> _Задания_
1 – Процитируйте фрагмент исходного текста целиком: от слов «3) Отсутствие риска» вниз до слов «требует ритуального повторения.».
2 – Какую цель жертвенного замещения называет исходный текст?

> _Исходный текст_
—————
Ритуалом этим становится жертвоприношение. Жертвоприношение и убийство состоят в родстве, жертвоприношение замещает убийство, оно делается его копией, но не полной, а лишь достаточной. Насилие умеет находить весьма основательные причины, когда хочет разразиться, но их не стоит принимать всерьез, так как они не обрушатся на недосягаемого врага. Насилие нужно обмануть, нужно найти двойника, нечто похожее на настоящего врага, но при этом такое, на которое можно было бы извергнуть насилие без последствий, и, наконец, находится такая жертва. «Обращаясь на приносимую жертву, насилие теряет из виду первоначально намеченный объект» [Жирар Р. Насилие и священное / Перевод с французского Г. Дашевского. Изд. 2-е, испр. — М.: Новое литературное обозрение, 2010.- с. 12]. Это может быть человек или животное — в общем, между этими видами жертвоприношения нет принципиальной разницы. «…Цель жертвенного замещения — перехитрить насилие» [Жирар Р. Насилие и священное / Перевод с французского Г. Дашевского. Изд. 2-е, испр. — М.: Новое литературное обозрение, 2010.- с. 12]. Жертва «…мешает прямому контакту, который мог бы привести к насилию» [Жирар Р. Насилие и священное / Перевод с французского Г. Дашевского. Изд. 2-е, испр. — М.: Новое литературное обозрение, 2010.- с. 12]. Животное или человек — это лишь уловка против насилия, грозящего собственным семьям. В общем, жертва может быть даже не убита, а лишь изгнана из общины — главное, чтобы в членах коллектива поддерживалось удовлетворенное чувство справедливости наказания — только так возможно дальнейшее гармоничное существование этого общества. А для того, чтобы ритуальная гармония не нарушалась, а, напротив, поддерживалась, не обрушиваясь в жертвенный кризис, жертва должна обладать некоторыми особыми чертами, которые выделяет Жирар:

1) Уязвимость;

2) Досягаемость;

3) Отсутствие риска быть отмщенным;

4) Отсутствие прав и обязанностей;

5) Сходство с объектом насилия;

6) Не определяется «невиновностью» или «виной»;

7) Является недостаточной, поэтому требует ритуального повторения.
—————
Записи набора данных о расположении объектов
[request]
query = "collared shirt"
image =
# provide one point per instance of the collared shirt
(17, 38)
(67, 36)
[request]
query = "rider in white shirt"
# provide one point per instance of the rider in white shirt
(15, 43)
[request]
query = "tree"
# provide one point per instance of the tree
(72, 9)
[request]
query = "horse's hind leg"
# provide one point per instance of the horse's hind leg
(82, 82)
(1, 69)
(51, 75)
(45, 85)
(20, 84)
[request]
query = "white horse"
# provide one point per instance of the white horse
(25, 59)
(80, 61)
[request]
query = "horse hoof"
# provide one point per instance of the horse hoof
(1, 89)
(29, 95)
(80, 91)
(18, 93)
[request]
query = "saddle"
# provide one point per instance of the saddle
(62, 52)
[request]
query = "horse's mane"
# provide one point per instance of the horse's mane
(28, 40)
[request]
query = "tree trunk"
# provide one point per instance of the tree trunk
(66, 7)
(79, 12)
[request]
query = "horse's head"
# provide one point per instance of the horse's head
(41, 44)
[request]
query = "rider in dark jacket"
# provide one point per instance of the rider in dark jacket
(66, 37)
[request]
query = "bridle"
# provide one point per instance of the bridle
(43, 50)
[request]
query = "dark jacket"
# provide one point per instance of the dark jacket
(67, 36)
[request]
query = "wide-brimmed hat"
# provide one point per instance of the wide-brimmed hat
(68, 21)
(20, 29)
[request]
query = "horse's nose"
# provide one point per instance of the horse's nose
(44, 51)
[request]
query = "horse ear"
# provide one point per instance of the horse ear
—————
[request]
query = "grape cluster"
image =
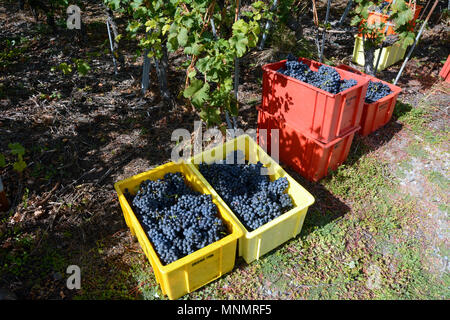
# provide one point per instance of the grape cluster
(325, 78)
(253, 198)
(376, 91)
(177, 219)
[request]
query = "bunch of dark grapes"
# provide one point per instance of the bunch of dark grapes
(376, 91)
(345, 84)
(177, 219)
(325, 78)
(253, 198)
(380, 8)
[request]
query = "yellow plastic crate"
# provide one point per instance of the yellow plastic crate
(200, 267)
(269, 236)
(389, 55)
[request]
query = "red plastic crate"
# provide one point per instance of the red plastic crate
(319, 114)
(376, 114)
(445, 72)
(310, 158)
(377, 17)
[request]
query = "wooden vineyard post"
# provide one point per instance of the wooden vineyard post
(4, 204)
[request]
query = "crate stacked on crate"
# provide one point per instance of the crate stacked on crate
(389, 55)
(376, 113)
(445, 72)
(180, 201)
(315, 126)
—————
> _Разбор решений_
1 –
3) Отсутствие риска быть отмщенным;

4) Отсутствие прав и обязанностей;

5) Сходство с объектом насилия;

6) Не определяется «невиновностью» или «виной»;

7) Является недостаточной, поэтому требует ритуального повторения.

2 – Цель жертвенного замещения — перехитрить насилие.